━━━━━ Entries provided

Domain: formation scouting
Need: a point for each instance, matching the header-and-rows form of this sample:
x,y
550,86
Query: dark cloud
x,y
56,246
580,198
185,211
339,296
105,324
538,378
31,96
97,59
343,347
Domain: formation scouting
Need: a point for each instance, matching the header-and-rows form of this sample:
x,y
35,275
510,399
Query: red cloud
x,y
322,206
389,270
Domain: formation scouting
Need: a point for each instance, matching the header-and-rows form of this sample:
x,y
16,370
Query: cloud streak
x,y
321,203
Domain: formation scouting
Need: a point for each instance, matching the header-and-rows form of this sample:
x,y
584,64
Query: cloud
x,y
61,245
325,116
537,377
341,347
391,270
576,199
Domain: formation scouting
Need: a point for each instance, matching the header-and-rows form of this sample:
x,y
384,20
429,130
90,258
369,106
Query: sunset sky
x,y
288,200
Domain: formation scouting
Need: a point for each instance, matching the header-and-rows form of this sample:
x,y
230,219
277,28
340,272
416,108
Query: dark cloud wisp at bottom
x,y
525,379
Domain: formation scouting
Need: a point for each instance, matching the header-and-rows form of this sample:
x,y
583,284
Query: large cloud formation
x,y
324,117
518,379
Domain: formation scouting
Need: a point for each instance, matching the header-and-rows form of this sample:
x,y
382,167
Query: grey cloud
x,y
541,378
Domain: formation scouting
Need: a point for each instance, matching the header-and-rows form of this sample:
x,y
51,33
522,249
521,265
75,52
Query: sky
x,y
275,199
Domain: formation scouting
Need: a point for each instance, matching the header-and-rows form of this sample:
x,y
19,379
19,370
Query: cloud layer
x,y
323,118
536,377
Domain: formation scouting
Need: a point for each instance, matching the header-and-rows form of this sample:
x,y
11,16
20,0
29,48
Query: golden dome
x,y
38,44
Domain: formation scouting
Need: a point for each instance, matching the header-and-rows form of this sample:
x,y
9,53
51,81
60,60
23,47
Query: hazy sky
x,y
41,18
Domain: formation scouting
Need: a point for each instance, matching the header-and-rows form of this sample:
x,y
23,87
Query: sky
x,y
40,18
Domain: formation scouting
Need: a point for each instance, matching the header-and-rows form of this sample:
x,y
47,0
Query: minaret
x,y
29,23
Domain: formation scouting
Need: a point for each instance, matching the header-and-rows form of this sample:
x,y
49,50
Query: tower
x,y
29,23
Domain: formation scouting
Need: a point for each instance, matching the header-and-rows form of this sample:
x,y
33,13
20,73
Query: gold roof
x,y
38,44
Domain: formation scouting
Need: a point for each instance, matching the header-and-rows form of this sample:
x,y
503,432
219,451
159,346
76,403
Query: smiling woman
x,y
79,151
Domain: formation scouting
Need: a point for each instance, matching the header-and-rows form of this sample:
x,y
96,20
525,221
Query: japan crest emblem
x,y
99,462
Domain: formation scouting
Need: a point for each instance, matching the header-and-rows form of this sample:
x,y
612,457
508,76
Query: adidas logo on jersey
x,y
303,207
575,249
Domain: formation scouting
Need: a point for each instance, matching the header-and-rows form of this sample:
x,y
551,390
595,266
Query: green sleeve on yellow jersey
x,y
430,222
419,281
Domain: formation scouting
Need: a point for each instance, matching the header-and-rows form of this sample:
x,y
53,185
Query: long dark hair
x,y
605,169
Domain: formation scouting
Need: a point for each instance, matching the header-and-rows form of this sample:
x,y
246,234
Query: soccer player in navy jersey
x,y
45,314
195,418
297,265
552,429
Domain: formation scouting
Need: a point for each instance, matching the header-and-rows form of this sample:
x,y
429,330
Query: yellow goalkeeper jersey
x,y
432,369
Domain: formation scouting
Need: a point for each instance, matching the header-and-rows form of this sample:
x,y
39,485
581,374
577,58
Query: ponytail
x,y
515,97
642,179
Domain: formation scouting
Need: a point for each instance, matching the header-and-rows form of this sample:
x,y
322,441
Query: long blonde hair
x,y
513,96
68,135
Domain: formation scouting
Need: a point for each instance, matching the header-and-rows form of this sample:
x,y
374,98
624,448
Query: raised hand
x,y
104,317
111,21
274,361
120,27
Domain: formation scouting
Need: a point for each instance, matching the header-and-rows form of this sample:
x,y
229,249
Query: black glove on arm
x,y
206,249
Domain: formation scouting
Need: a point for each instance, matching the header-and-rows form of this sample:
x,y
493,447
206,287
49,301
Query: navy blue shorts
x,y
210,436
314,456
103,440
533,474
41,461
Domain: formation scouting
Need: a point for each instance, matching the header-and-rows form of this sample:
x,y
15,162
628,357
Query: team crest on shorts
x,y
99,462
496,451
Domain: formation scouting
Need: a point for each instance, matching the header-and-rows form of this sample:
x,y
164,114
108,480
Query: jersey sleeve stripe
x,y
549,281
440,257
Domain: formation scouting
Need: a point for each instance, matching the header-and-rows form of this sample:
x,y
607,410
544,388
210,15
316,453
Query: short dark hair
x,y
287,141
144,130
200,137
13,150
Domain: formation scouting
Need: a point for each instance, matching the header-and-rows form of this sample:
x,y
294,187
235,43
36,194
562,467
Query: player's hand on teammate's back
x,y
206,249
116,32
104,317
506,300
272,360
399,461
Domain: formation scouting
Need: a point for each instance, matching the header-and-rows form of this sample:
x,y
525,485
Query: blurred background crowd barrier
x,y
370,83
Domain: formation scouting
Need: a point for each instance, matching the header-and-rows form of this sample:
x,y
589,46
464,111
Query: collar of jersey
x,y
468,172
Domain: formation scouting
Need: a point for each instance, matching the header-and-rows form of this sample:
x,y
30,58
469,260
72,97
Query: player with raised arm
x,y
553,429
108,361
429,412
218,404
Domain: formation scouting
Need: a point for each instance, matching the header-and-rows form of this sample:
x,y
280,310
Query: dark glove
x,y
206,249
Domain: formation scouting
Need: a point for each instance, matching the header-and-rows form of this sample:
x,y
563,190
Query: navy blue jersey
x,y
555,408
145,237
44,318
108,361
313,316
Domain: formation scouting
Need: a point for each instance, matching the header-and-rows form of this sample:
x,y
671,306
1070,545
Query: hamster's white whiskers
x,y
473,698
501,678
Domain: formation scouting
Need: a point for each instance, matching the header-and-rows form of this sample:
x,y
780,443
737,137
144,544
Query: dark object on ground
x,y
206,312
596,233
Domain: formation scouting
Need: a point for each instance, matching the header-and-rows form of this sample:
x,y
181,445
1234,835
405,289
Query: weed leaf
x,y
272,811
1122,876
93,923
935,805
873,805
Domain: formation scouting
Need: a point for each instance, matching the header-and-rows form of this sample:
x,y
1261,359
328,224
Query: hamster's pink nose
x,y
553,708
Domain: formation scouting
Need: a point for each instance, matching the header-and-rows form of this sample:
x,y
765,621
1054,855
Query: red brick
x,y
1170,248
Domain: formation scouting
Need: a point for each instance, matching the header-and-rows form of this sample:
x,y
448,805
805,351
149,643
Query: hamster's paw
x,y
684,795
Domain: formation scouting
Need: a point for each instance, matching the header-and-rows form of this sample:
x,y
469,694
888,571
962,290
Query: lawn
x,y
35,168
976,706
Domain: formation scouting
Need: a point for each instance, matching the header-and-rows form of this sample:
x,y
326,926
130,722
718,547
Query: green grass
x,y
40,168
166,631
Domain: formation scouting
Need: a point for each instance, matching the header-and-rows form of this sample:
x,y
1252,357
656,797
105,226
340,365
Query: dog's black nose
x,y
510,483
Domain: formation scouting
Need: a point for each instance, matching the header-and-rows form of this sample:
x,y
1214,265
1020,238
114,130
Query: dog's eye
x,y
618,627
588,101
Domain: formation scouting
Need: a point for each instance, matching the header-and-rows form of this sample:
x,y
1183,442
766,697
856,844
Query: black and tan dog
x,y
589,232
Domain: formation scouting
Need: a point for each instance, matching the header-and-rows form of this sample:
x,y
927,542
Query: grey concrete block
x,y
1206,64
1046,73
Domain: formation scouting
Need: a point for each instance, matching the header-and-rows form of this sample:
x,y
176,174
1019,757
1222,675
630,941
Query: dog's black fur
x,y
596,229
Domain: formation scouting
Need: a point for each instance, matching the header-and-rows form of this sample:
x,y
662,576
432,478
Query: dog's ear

━━━━━━━━━━

*Aim:*
Pull out every line of the items above that contains the string "hand".

*Correct output:*
Query: raised hand
Query: player's hand on teammate's back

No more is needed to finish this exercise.